**What is expected**
All of the entries need to be copied character for character.

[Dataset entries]
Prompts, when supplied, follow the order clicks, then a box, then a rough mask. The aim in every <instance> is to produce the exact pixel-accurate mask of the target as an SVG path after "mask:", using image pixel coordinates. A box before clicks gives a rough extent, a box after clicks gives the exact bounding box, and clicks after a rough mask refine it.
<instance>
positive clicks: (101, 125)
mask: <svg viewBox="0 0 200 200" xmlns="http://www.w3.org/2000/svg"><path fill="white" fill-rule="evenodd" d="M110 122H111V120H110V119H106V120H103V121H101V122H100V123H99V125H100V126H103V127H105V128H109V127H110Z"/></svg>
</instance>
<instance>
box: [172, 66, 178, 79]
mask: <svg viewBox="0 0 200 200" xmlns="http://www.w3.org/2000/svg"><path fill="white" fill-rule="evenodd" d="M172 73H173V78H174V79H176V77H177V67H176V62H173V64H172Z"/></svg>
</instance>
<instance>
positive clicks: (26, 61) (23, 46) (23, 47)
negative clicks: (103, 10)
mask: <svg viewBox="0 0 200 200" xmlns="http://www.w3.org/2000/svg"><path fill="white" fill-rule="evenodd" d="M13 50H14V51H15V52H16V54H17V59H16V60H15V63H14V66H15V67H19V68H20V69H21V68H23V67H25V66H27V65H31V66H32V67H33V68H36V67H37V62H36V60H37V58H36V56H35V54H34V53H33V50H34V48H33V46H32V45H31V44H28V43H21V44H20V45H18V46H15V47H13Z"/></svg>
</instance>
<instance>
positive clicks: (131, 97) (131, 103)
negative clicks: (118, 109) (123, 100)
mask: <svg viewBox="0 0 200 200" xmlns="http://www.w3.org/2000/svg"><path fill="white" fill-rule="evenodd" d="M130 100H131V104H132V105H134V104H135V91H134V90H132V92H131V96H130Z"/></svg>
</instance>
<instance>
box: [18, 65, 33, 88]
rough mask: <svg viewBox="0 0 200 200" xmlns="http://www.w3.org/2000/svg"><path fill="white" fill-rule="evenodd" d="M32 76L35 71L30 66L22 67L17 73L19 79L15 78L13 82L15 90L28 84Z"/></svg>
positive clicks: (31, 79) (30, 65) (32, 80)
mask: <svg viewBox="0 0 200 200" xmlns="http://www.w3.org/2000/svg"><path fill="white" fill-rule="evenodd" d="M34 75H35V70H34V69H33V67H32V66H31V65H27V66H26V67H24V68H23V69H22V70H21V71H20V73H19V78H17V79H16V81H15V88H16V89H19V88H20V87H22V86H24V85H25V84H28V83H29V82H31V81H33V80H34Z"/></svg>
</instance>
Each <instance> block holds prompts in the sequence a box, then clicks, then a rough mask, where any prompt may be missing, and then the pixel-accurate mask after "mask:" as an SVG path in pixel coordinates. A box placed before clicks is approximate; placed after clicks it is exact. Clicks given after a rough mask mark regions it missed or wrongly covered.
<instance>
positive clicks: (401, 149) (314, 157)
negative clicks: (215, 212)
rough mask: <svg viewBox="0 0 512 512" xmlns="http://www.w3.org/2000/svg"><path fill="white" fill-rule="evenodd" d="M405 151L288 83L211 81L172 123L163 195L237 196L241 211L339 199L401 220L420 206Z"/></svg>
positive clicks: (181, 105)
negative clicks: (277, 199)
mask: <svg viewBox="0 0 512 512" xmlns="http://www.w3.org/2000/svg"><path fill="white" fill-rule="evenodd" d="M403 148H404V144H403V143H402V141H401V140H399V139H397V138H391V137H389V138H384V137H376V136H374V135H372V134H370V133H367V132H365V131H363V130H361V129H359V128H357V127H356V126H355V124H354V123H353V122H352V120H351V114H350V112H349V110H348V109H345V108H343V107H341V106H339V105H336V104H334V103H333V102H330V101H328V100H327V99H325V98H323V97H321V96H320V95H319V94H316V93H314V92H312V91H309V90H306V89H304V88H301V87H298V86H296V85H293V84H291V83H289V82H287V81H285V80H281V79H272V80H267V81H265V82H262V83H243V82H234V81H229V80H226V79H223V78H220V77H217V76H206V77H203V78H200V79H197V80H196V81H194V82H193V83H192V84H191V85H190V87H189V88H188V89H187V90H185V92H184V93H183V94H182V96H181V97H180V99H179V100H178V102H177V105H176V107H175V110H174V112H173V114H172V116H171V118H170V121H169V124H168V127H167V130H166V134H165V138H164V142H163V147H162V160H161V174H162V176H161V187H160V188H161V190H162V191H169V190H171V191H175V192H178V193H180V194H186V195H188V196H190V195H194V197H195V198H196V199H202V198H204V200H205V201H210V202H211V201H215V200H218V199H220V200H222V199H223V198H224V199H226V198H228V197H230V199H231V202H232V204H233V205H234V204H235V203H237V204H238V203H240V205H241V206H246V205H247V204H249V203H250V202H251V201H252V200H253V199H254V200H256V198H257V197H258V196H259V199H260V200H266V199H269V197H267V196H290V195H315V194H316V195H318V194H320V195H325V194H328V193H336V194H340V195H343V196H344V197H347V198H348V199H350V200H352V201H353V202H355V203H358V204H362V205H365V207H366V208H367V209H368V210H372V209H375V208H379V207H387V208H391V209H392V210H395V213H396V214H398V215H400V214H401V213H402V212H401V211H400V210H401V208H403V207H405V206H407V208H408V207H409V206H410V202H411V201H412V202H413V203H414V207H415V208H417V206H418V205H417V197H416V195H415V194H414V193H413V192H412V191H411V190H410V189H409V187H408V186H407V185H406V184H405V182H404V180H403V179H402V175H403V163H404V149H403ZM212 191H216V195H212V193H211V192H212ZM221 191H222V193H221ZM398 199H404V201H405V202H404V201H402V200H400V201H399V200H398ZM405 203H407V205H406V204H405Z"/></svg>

**Written reply**
Prompts, when supplied, follow the order clicks, then a box, then a rough mask. The aim in every <instance> is to produce the exact pixel-accurate mask of the target as an SVG path after "mask:", using image pixel coordinates. A box before clicks gives a rough extent, a box after clicks gives the exact bounding box, and clicks after a rough mask refine it.
<instance>
positive clicks: (101, 125)
mask: <svg viewBox="0 0 200 200" xmlns="http://www.w3.org/2000/svg"><path fill="white" fill-rule="evenodd" d="M110 122H111V120H110V119H106V120H103V121H101V122H100V123H99V125H100V126H103V127H105V128H109V127H110Z"/></svg>
</instance>
<instance>
box: [172, 66, 178, 79]
mask: <svg viewBox="0 0 200 200" xmlns="http://www.w3.org/2000/svg"><path fill="white" fill-rule="evenodd" d="M172 73H173V78H174V79H176V77H177V67H176V62H173V64H172Z"/></svg>
</instance>
<instance>
positive clicks: (26, 61) (23, 46) (23, 47)
negative clicks: (103, 10)
mask: <svg viewBox="0 0 200 200" xmlns="http://www.w3.org/2000/svg"><path fill="white" fill-rule="evenodd" d="M13 50H14V51H15V52H16V54H17V59H16V60H15V63H14V66H15V67H19V68H20V69H21V68H23V67H25V66H27V65H31V66H32V67H33V68H36V67H37V62H36V60H37V58H36V56H35V54H34V53H33V50H34V48H33V46H32V45H31V44H28V43H21V44H20V45H18V46H15V47H13Z"/></svg>
</instance>
<instance>
positive clicks: (131, 97) (131, 103)
negative clicks: (118, 109) (123, 100)
mask: <svg viewBox="0 0 200 200" xmlns="http://www.w3.org/2000/svg"><path fill="white" fill-rule="evenodd" d="M130 100H131V104H132V105H134V104H135V91H134V90H132V92H131V96H130Z"/></svg>
</instance>
<instance>
box: [18, 65, 33, 88]
rough mask: <svg viewBox="0 0 200 200" xmlns="http://www.w3.org/2000/svg"><path fill="white" fill-rule="evenodd" d="M32 76L35 71L30 66L22 67L17 73L19 79L15 78L13 82L15 90L28 84Z"/></svg>
positive clicks: (31, 79) (30, 65) (32, 80)
mask: <svg viewBox="0 0 200 200" xmlns="http://www.w3.org/2000/svg"><path fill="white" fill-rule="evenodd" d="M34 75H35V70H34V69H33V67H32V66H31V65H27V66H26V67H24V68H23V69H22V70H21V71H20V73H19V78H17V79H16V81H15V88H16V89H19V88H20V87H22V86H24V85H25V84H28V83H29V82H31V81H33V80H34Z"/></svg>
</instance>
Each <instance> block holds prompts in the sequence a box, then clicks, then a rough mask, where any prompt may be missing, and then the pixel-accurate mask after "mask:" as an SVG path in pixel coordinates. A box placed before clicks is approximate; placed after clicks it is exact. Clicks given after a rough mask mark regions it missed or wrongly covered.
<instance>
positive clicks: (401, 149) (314, 157)
negative clicks: (215, 212)
rough mask: <svg viewBox="0 0 512 512" xmlns="http://www.w3.org/2000/svg"><path fill="white" fill-rule="evenodd" d="M405 151L288 83L211 81L172 123L163 195L237 196L241 211L339 199L401 220L420 206Z"/></svg>
positive clicks: (181, 105)
negative clicks: (277, 199)
mask: <svg viewBox="0 0 512 512" xmlns="http://www.w3.org/2000/svg"><path fill="white" fill-rule="evenodd" d="M403 148H404V144H403V143H402V141H401V140H399V139H397V138H391V137H389V138H384V137H376V136H374V135H372V134H370V133H367V132H365V131H363V130H361V129H359V128H357V127H356V126H355V124H354V123H353V122H352V120H351V114H350V112H349V110H348V109H345V108H343V107H341V106H339V105H336V104H334V103H333V102H330V101H328V100H327V99H325V98H323V97H321V96H320V95H319V94H316V93H314V92H312V91H309V90H306V89H304V88H301V87H298V86H296V85H293V84H291V83H289V82H287V81H285V80H281V79H272V80H267V81H265V82H262V83H243V82H234V81H229V80H226V79H223V78H220V77H217V76H206V77H203V78H200V79H197V80H196V81H194V82H193V83H192V84H191V85H190V87H189V88H188V89H187V90H185V92H184V93H183V94H182V96H181V97H180V99H179V100H178V102H177V105H176V107H175V110H174V112H173V114H172V116H171V118H170V121H169V124H168V127H167V130H166V134H165V138H164V142H163V147H162V160H161V174H162V176H161V187H160V188H161V190H162V191H169V190H171V191H175V192H178V193H180V194H186V195H188V196H190V195H194V197H195V198H196V199H202V198H204V200H205V201H210V202H211V201H215V200H218V199H220V200H222V199H223V198H224V199H226V198H228V197H230V199H231V202H232V204H233V205H234V204H235V203H237V204H238V203H240V205H241V206H246V205H247V204H249V203H250V202H251V201H252V200H253V199H254V200H256V198H257V197H258V196H259V199H260V200H266V199H269V197H267V196H290V195H315V194H316V195H318V194H320V195H325V194H328V193H336V194H340V195H343V196H344V197H347V198H348V199H350V200H352V201H353V202H355V203H358V204H362V205H365V207H366V208H367V209H368V210H372V209H375V208H379V207H387V208H391V209H392V210H395V213H396V214H398V215H400V214H401V213H402V212H401V211H400V210H401V208H403V207H405V206H407V208H408V207H409V206H410V202H411V201H412V202H413V203H414V207H415V208H417V206H418V205H417V197H416V195H415V194H414V193H413V192H412V191H411V190H410V189H409V187H408V186H407V185H406V184H405V182H404V180H403V179H402V175H403V163H404V149H403ZM212 191H216V195H212V193H211V192H212ZM221 191H222V193H221ZM398 199H404V201H405V202H404V201H402V200H400V201H399V200H398ZM405 203H407V205H406V204H405Z"/></svg>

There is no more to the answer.